→ **ACTIVITY**:
Exactly the lines from the one containing "Each instance receives one keypoint. Mark the hazy" through the final line of the data are to be written out again, with nothing added.

[Start of Attachment]

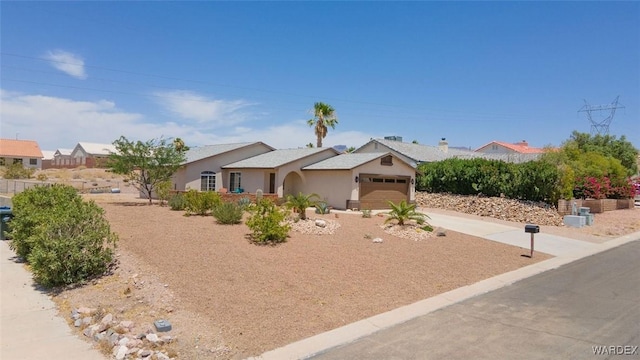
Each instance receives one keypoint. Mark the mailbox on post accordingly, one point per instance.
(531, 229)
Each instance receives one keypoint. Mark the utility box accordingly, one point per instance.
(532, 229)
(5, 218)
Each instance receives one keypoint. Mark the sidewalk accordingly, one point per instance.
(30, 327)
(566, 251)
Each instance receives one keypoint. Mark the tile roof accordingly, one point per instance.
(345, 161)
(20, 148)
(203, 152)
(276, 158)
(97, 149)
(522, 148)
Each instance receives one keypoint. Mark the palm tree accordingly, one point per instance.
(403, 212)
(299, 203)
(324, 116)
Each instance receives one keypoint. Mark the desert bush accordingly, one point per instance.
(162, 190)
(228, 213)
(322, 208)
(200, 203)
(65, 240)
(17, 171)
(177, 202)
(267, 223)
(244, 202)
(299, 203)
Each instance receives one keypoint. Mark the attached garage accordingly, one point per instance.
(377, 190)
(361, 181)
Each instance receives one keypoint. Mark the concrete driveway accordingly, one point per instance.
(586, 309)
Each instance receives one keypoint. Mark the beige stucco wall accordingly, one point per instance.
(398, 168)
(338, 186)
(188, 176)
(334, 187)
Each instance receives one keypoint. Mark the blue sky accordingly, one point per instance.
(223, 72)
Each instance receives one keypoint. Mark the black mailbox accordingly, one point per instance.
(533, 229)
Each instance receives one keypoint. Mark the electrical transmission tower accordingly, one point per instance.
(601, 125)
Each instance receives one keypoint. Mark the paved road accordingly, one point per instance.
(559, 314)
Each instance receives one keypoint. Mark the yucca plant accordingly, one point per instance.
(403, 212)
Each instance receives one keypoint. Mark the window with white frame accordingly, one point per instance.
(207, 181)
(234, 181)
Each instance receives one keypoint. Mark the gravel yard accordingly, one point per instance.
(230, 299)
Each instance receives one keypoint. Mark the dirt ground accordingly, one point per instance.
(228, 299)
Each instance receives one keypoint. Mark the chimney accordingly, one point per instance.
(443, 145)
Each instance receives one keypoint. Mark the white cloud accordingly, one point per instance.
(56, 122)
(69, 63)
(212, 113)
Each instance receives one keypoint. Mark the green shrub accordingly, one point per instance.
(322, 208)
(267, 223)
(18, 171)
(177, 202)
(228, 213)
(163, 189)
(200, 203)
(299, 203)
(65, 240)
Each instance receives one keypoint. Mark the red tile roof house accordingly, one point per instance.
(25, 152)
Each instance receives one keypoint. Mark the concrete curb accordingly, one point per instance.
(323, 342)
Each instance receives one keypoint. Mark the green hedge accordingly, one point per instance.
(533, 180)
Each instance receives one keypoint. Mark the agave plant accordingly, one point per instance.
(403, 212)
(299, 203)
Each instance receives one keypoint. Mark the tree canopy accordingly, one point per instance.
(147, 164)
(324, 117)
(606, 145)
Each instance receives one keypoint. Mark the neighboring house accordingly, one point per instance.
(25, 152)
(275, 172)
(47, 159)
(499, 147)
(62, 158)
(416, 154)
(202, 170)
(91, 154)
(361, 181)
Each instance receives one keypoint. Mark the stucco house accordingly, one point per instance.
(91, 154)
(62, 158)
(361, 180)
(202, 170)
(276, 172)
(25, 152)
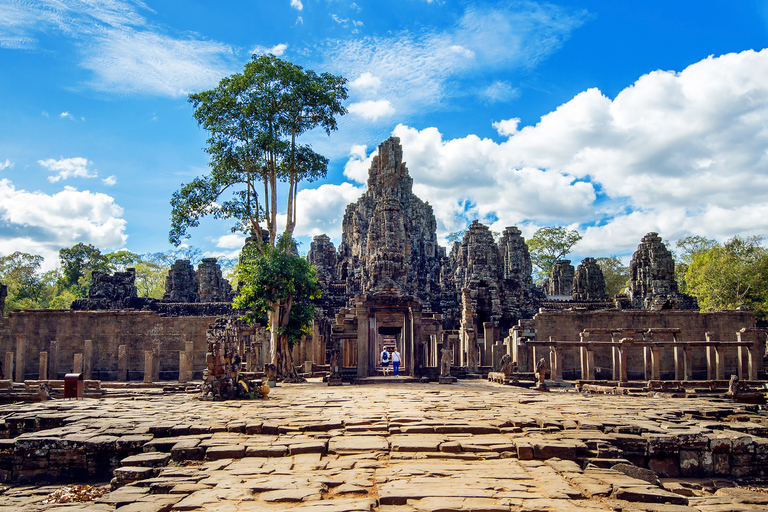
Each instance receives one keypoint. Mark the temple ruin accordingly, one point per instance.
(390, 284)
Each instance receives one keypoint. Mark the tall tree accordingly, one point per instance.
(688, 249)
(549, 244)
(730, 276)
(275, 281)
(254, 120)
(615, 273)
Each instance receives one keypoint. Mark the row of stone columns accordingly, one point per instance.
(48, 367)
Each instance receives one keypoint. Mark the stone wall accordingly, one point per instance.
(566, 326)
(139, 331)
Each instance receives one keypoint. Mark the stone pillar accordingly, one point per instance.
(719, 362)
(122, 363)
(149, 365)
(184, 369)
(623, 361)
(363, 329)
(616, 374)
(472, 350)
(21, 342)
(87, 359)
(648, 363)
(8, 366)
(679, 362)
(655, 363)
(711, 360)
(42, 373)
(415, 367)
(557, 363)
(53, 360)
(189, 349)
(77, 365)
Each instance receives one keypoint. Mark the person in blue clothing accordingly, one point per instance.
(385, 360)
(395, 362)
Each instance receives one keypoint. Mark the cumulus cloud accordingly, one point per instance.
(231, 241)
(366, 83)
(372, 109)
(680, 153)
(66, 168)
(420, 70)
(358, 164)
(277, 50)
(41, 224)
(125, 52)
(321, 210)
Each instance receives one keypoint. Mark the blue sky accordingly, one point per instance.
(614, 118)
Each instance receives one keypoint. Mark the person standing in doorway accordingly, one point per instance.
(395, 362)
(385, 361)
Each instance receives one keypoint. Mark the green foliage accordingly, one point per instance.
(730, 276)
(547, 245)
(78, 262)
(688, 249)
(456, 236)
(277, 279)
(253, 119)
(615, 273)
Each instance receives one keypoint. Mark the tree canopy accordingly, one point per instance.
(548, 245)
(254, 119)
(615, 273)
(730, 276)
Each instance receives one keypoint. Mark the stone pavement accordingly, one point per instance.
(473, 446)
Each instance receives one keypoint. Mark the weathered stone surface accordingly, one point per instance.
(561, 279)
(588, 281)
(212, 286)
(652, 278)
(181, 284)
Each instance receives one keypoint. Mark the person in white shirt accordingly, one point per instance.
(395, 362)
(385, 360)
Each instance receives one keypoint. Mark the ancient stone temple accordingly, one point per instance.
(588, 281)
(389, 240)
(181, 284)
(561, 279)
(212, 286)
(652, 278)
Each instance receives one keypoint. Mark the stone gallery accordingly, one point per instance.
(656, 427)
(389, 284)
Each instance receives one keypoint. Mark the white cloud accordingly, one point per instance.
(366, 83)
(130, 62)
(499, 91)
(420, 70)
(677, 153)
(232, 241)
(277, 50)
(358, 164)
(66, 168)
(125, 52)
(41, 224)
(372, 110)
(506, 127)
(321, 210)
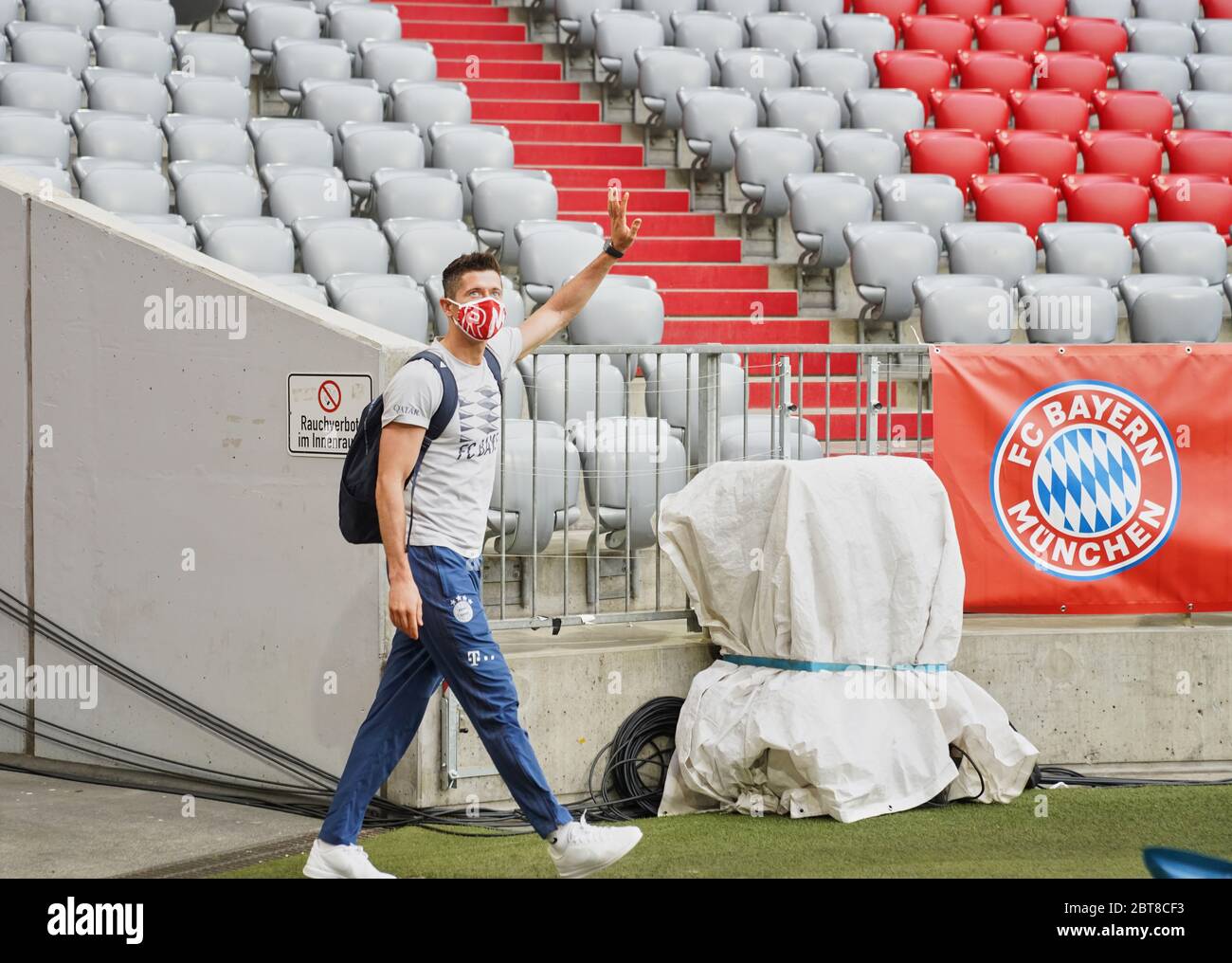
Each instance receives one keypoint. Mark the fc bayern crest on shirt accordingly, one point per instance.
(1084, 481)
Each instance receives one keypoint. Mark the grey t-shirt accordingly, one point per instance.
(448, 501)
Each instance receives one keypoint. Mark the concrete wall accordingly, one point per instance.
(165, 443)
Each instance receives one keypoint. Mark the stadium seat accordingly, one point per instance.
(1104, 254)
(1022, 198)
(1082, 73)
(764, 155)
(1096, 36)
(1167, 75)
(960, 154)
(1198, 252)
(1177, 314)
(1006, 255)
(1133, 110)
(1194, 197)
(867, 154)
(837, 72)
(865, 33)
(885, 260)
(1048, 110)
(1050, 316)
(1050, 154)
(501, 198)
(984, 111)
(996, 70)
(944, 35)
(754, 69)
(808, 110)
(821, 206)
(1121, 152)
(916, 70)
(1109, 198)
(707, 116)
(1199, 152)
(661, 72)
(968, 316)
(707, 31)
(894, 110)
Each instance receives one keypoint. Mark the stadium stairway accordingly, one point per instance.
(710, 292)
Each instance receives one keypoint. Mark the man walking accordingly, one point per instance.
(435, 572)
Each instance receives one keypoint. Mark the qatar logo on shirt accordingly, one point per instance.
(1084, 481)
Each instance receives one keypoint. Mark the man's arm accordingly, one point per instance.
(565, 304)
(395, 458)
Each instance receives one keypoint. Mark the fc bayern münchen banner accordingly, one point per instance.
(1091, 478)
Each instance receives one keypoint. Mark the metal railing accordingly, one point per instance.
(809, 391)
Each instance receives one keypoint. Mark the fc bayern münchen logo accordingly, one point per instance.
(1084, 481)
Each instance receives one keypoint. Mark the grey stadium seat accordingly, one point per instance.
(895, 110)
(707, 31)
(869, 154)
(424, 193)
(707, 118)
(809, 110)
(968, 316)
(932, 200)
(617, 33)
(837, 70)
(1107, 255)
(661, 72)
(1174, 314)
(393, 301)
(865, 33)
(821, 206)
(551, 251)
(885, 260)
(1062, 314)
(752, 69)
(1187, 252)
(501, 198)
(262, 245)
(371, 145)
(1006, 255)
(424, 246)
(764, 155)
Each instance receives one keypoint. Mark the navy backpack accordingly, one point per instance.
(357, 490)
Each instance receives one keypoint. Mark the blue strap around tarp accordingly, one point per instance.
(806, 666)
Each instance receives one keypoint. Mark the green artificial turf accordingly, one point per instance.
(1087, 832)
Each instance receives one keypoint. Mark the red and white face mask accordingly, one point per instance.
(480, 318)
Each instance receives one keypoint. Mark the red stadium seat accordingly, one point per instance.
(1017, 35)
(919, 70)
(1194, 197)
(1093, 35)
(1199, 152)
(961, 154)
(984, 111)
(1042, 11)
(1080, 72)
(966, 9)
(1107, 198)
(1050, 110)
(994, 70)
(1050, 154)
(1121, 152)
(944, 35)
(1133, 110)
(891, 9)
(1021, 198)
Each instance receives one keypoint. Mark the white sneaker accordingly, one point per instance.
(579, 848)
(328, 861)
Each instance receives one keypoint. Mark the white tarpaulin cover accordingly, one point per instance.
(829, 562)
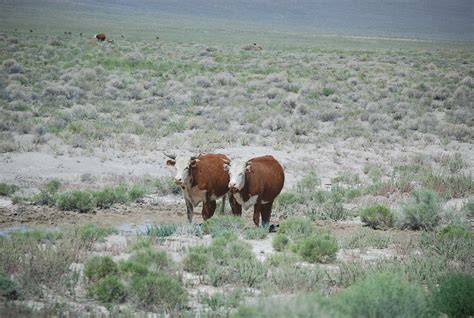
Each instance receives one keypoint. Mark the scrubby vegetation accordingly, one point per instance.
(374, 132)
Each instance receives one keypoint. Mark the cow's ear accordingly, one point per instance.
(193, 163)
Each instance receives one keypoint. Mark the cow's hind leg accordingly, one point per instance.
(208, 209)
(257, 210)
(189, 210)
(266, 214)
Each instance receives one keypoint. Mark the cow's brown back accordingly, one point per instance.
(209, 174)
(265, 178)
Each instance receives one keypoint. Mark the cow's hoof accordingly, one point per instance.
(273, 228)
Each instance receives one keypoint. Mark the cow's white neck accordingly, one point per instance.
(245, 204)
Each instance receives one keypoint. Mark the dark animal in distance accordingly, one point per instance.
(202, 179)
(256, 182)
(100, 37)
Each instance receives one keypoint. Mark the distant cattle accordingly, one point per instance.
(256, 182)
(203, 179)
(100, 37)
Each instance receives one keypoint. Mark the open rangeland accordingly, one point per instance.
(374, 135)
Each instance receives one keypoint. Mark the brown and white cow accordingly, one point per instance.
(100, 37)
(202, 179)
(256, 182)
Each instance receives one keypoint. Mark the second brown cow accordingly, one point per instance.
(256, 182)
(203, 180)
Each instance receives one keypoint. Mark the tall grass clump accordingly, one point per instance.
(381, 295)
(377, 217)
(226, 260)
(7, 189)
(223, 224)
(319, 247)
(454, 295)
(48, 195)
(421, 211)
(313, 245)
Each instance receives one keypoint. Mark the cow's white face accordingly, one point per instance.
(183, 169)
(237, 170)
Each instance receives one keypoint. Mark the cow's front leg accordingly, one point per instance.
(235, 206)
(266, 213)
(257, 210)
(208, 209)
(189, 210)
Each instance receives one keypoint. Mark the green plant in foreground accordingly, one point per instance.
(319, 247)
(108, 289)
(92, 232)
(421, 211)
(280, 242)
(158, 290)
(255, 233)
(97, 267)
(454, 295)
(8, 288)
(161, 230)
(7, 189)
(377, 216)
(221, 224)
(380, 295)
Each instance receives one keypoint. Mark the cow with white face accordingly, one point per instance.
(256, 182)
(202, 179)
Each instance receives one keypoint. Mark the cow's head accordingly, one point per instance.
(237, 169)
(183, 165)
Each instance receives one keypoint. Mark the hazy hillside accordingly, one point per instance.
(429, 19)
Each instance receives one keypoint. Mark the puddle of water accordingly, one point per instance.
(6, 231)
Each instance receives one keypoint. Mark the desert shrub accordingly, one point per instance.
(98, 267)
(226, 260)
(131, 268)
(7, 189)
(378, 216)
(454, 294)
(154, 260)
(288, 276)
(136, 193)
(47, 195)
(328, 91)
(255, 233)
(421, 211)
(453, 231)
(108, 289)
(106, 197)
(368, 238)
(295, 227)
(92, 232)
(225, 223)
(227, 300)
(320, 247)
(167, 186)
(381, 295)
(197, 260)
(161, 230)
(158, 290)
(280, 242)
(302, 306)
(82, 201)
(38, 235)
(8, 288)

[End of Attachment]

→ **RESULT OF THE TASK**:
Each instance receives one keypoint. Mark the hazy hillside accordingly, one point per instance.
(429, 19)
Each instance receives one keypoint. Mark the puddle of water accordingly, one point per instance.
(6, 231)
Each instance receives one keypoint. Mark the desert shrub accordingly, one point per instance.
(98, 267)
(226, 260)
(131, 268)
(7, 189)
(378, 216)
(454, 294)
(154, 260)
(288, 276)
(136, 193)
(47, 195)
(328, 91)
(255, 233)
(421, 211)
(453, 231)
(108, 289)
(106, 197)
(368, 238)
(295, 227)
(92, 232)
(225, 223)
(227, 300)
(320, 247)
(167, 186)
(381, 295)
(197, 260)
(161, 230)
(158, 290)
(280, 242)
(302, 306)
(82, 201)
(38, 235)
(8, 288)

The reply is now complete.